## [Your objective]
Reproduce the line containing "Study the photograph above. For every instance of the great" and every line after it through the end of the records. Include nothing else.

## [Referring expression pointing data]
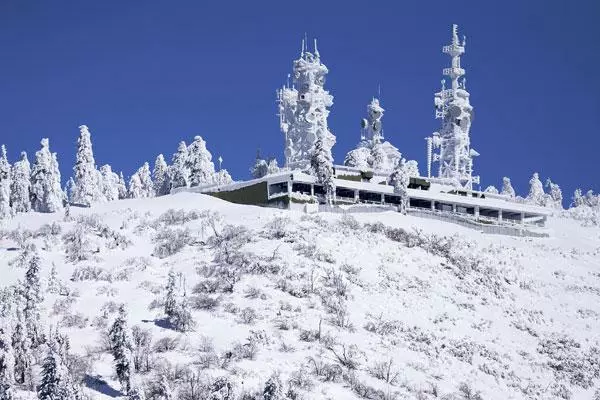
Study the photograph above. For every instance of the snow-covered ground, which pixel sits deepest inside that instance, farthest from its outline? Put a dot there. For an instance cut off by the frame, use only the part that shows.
(365, 305)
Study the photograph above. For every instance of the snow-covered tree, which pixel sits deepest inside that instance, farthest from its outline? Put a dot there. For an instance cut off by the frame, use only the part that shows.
(507, 188)
(199, 163)
(400, 180)
(46, 192)
(163, 389)
(536, 191)
(120, 344)
(171, 295)
(5, 210)
(122, 187)
(160, 175)
(56, 380)
(87, 188)
(21, 352)
(179, 174)
(32, 296)
(21, 185)
(555, 195)
(321, 163)
(140, 184)
(110, 183)
(260, 168)
(491, 189)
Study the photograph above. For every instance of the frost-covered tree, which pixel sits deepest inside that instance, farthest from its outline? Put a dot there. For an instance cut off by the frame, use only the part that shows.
(140, 184)
(507, 188)
(46, 192)
(536, 191)
(87, 188)
(5, 210)
(122, 187)
(179, 174)
(160, 175)
(321, 163)
(110, 183)
(21, 352)
(163, 389)
(555, 194)
(21, 185)
(199, 163)
(491, 189)
(120, 344)
(171, 294)
(32, 297)
(400, 180)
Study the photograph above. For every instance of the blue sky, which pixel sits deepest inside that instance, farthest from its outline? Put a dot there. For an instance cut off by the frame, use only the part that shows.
(145, 75)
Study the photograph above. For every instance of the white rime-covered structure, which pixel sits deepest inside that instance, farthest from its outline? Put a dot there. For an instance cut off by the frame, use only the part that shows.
(450, 146)
(373, 152)
(303, 109)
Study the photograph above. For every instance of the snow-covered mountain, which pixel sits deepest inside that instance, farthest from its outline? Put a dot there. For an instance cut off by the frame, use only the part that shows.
(325, 306)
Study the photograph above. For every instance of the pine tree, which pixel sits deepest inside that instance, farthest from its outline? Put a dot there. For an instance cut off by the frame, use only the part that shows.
(507, 188)
(536, 191)
(21, 185)
(110, 183)
(5, 184)
(163, 389)
(21, 351)
(32, 296)
(122, 187)
(322, 166)
(199, 163)
(160, 175)
(171, 296)
(179, 174)
(400, 179)
(555, 194)
(46, 193)
(120, 344)
(87, 189)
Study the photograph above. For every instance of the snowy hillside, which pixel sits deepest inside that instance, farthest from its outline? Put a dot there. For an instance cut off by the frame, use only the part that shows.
(327, 306)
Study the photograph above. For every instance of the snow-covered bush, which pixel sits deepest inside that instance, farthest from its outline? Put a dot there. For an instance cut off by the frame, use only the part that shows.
(170, 241)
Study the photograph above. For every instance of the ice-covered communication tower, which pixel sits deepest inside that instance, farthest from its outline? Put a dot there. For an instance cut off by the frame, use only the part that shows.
(452, 141)
(303, 109)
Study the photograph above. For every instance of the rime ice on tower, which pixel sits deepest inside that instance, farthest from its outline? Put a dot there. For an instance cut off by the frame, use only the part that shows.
(303, 109)
(373, 152)
(452, 106)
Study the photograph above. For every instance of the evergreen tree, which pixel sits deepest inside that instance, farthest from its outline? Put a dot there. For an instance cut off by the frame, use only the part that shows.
(5, 184)
(163, 389)
(555, 193)
(20, 185)
(140, 184)
(171, 296)
(400, 179)
(322, 166)
(87, 189)
(160, 175)
(536, 191)
(122, 187)
(32, 296)
(199, 163)
(507, 188)
(46, 193)
(110, 183)
(179, 173)
(21, 352)
(120, 344)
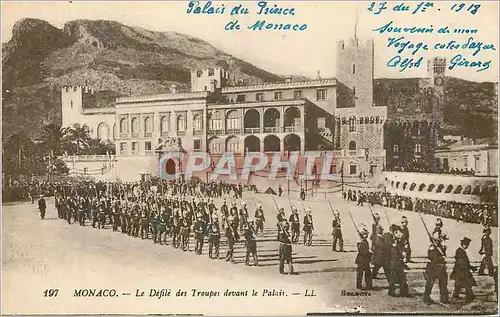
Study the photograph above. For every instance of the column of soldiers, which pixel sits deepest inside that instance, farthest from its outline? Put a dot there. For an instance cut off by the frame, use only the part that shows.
(151, 215)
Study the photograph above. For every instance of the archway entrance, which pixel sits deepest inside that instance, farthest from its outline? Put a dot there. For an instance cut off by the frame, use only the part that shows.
(170, 167)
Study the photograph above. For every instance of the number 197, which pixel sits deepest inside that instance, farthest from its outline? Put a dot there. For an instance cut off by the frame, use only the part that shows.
(50, 292)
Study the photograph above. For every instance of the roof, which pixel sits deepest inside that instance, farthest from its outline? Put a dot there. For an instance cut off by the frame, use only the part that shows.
(163, 97)
(282, 85)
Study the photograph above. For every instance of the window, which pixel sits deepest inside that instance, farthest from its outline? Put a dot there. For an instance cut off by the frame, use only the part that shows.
(418, 148)
(216, 121)
(123, 147)
(353, 169)
(352, 146)
(232, 120)
(321, 123)
(241, 98)
(321, 94)
(164, 124)
(148, 124)
(123, 125)
(181, 123)
(352, 124)
(197, 144)
(197, 123)
(135, 125)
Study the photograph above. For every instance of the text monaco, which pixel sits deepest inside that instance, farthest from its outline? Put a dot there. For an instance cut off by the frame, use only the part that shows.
(312, 165)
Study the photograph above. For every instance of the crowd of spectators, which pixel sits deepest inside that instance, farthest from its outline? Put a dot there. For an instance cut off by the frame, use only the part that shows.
(486, 214)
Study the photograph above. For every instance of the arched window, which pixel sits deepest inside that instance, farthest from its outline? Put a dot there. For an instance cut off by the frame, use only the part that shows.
(181, 123)
(197, 122)
(164, 124)
(418, 148)
(233, 144)
(123, 125)
(148, 124)
(216, 120)
(135, 125)
(352, 124)
(232, 120)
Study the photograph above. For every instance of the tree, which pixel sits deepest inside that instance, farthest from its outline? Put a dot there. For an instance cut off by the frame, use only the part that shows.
(55, 138)
(79, 136)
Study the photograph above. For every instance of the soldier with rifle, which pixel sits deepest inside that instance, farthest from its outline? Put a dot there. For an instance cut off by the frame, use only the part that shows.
(436, 267)
(259, 219)
(336, 230)
(230, 238)
(214, 238)
(251, 243)
(285, 248)
(199, 233)
(308, 228)
(397, 275)
(295, 225)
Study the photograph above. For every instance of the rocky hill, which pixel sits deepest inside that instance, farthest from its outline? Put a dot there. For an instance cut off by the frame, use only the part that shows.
(123, 60)
(41, 58)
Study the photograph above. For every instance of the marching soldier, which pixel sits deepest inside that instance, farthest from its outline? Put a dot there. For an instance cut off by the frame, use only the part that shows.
(199, 234)
(397, 275)
(363, 262)
(285, 249)
(243, 215)
(337, 232)
(175, 225)
(436, 270)
(42, 206)
(259, 219)
(214, 239)
(295, 225)
(462, 272)
(281, 217)
(230, 237)
(487, 252)
(185, 231)
(308, 228)
(251, 244)
(376, 224)
(381, 253)
(406, 238)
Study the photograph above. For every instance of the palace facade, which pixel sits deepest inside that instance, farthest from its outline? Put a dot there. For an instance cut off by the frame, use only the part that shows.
(336, 114)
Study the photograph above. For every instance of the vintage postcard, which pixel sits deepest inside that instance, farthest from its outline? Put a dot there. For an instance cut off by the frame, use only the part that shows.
(249, 158)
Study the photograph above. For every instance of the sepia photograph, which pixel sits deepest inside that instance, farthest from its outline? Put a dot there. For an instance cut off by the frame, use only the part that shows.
(228, 158)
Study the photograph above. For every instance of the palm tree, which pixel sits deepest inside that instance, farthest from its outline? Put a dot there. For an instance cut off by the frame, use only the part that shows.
(79, 135)
(55, 138)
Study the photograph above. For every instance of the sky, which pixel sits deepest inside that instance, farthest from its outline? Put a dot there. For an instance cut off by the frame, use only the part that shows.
(296, 52)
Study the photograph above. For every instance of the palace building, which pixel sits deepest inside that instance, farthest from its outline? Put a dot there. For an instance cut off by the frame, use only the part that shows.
(216, 116)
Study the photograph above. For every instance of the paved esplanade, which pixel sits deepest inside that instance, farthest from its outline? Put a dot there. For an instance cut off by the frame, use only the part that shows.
(40, 255)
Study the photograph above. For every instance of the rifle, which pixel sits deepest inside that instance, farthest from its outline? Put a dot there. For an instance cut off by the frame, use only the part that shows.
(279, 224)
(430, 237)
(354, 223)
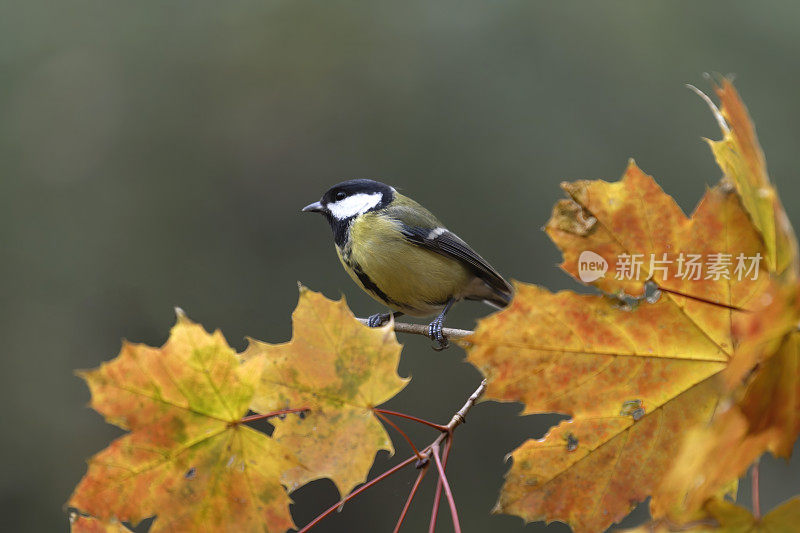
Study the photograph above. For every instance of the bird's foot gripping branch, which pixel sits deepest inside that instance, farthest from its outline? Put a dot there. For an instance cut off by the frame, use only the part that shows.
(673, 392)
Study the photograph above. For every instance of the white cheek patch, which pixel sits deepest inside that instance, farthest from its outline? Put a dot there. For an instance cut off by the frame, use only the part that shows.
(354, 205)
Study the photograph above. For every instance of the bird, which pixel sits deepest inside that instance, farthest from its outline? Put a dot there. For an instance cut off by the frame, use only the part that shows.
(400, 254)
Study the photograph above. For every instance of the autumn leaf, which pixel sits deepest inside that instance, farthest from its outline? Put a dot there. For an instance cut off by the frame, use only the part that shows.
(187, 459)
(89, 524)
(340, 369)
(766, 418)
(633, 376)
(726, 517)
(637, 370)
(760, 411)
(741, 158)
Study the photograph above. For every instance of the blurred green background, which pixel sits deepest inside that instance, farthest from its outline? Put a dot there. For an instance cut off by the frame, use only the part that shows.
(155, 154)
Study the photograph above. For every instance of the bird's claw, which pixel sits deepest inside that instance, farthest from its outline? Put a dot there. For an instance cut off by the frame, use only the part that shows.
(378, 319)
(436, 334)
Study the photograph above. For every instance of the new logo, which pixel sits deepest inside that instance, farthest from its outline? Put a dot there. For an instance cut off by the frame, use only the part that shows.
(591, 266)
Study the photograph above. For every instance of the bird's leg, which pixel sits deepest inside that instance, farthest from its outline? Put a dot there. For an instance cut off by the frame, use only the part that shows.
(379, 319)
(435, 327)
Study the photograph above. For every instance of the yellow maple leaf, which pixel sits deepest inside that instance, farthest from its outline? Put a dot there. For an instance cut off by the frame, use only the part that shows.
(89, 524)
(632, 379)
(187, 459)
(724, 516)
(760, 410)
(636, 373)
(339, 369)
(742, 160)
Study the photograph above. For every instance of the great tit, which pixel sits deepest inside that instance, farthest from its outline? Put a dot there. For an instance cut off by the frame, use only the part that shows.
(402, 256)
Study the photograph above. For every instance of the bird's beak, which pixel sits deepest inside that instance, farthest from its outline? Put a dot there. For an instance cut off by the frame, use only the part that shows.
(316, 207)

## [Solution for this task]
Study the photograph above. For every instance of the great tit, which pixel sits deepest inside that instance, farthest from its outline? Put a dot there. For an instance cut off by the frame, use only the part that shows.
(402, 256)
Study the photograph above. For every instance of the bird's beak, which pixel sits deepest inside that instance, farthest from its outline? Put a dot there. For an instance cut off by the frame, use only the part that shows.
(316, 207)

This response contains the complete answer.